[start Text to read]
Telegraf fails to write to InfluxDB 3.0 Serverless due to retention period error

We’re currently trialling Cloud 2 / InfluxDB 3 Serverless to replace an InfluxDB 2.0 OSS instance we’re managing ourselves. We use Telegraf to with the AMQP consumer input and InfluxDB 2.0 output plugins.

Our system uses data buckets with 6 months’ retention but the data source will occasionally generate samples well before the retention period.

With InfluxDB 2.4 OSS we get the following message from Telegraf when it writes a batch with some samples outside the range. Telegraf then moves on to the next batch of points which is fine for our application.
2023-10-20T10:07:49Z E! [outputs.influxdb_v2] Failed to write metric to BUCKET_NAME_REDACTED (will be dropped: 422 Unprocessable Entity): unprocessable entity: failure writing points to database: partial write: points beyond retention policy dropped=3

On InfluxDB 3 Serverless we see the following messages instead. Telegraf then retries the same batch of points over and over again.
2023-10-20T10:07:48Z E! [agent] Error writing to outputs.influxdb_v2: failed to send metrics to any configured server(s)
2023-10-20T10:07:48Z E! [outputs.influxdb_v2] When writing to [https://eu-central-1-1.aws.cloud2.influxdata.com/]: failed to write metric to BUCKET_NAME_REDACTED (403 Forbidden): forbidden: dml handler error: data in table sensor_sample is outside of the retention period: minimum acceptable timestamp is 2023-09-20T10:07:48.930235814+00:00, but observed timestamp 2013-01-01T00:03:38.221+00:00 is older.

The HTTP response code is 422 in the first case and 403 in the second case, and these are handled differently by the Telegraf InfluxDB v2 output plugin on review of the source.

What’s the correct behaviour from InfluxDB? Is there a simple way to make the cloud setup behave more like the OSS setup? (This would be the easiest migration path for us.)

@jpowers have you encountered this?

I have and the difference in behavior is something getting reviewed by the influxdb team currently. It is not clear to me yet what, if anything, telegraf may need to change.

A temporary solution would be to use the client libraries instead of telegraf so you can change how you handle each return code.

Even if we were to change the return code handling either by using the client libraries or by patching telegraf, will InfluxDB Serverless accept and write the other records in the request, or will the whole batch (probably 10,000 records) be rejected? Is this the “something getting reviewed by the influxdb team currently”?

I believe this is the current behavior and something that is looking to get changed in certain situations.

Thanks. I’ll keep a watch out for an update, though I’m not aware of any published release notes for InfluxDB 3.0 / Serverless…
[end Text to read]
[start Material shown]
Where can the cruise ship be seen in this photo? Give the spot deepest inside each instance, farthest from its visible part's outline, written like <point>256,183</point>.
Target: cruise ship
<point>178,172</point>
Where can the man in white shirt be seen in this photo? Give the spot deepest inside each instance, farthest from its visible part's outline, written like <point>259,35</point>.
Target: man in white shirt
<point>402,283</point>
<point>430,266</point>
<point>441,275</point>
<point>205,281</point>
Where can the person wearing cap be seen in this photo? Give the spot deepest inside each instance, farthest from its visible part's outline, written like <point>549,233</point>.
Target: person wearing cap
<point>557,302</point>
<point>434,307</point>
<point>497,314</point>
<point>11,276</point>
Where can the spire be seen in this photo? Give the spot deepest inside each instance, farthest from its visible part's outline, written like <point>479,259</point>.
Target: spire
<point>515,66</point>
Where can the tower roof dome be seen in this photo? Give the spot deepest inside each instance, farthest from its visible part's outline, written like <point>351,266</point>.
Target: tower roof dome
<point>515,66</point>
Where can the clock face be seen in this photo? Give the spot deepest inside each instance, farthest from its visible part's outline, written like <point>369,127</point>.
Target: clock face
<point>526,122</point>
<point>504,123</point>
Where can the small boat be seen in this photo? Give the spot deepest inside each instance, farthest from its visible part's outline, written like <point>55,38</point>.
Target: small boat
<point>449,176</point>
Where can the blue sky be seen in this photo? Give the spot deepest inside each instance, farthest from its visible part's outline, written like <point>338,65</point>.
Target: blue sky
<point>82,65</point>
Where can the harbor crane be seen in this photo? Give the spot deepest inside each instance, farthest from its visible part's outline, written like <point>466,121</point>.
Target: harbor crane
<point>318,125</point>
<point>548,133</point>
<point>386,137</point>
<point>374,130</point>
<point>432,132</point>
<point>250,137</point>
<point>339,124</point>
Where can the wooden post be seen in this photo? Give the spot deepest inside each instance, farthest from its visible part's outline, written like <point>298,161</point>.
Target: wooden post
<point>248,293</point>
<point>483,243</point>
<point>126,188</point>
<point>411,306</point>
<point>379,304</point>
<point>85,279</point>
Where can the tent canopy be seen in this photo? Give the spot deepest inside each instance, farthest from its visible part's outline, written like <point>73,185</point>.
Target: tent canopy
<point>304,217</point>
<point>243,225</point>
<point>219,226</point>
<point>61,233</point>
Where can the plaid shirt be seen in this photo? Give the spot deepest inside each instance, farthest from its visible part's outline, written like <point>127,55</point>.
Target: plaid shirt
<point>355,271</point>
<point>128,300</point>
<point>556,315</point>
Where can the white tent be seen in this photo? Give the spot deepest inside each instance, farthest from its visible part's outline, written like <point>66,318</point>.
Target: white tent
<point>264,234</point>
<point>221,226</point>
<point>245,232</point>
[end Material shown]
- Written problem: Copy word for word the part of the Telegraf forum thread starting at "Our system uses" and ending at "and over again.".

- Exercise result:
Our system uses data buckets with 6 months’ retention but the data source will occasionally generate samples well before the retention period.

With InfluxDB 2.4 OSS we get the following message from Telegraf when it writes a batch with some samples outside the range. Telegraf then moves on to the next batch of points which is fine for our application.
2023-10-20T10:07:49Z E! [outputs.influxdb_v2] Failed to write metric to BUCKET_NAME_REDACTED (will be dropped: 422 Unprocessable Entity): unprocessable entity: failure writing points to database: partial write: points beyond retention policy dropped=3

On InfluxDB 3 Serverless we see the following messages instead. Telegraf then retries the same batch of points over and over again.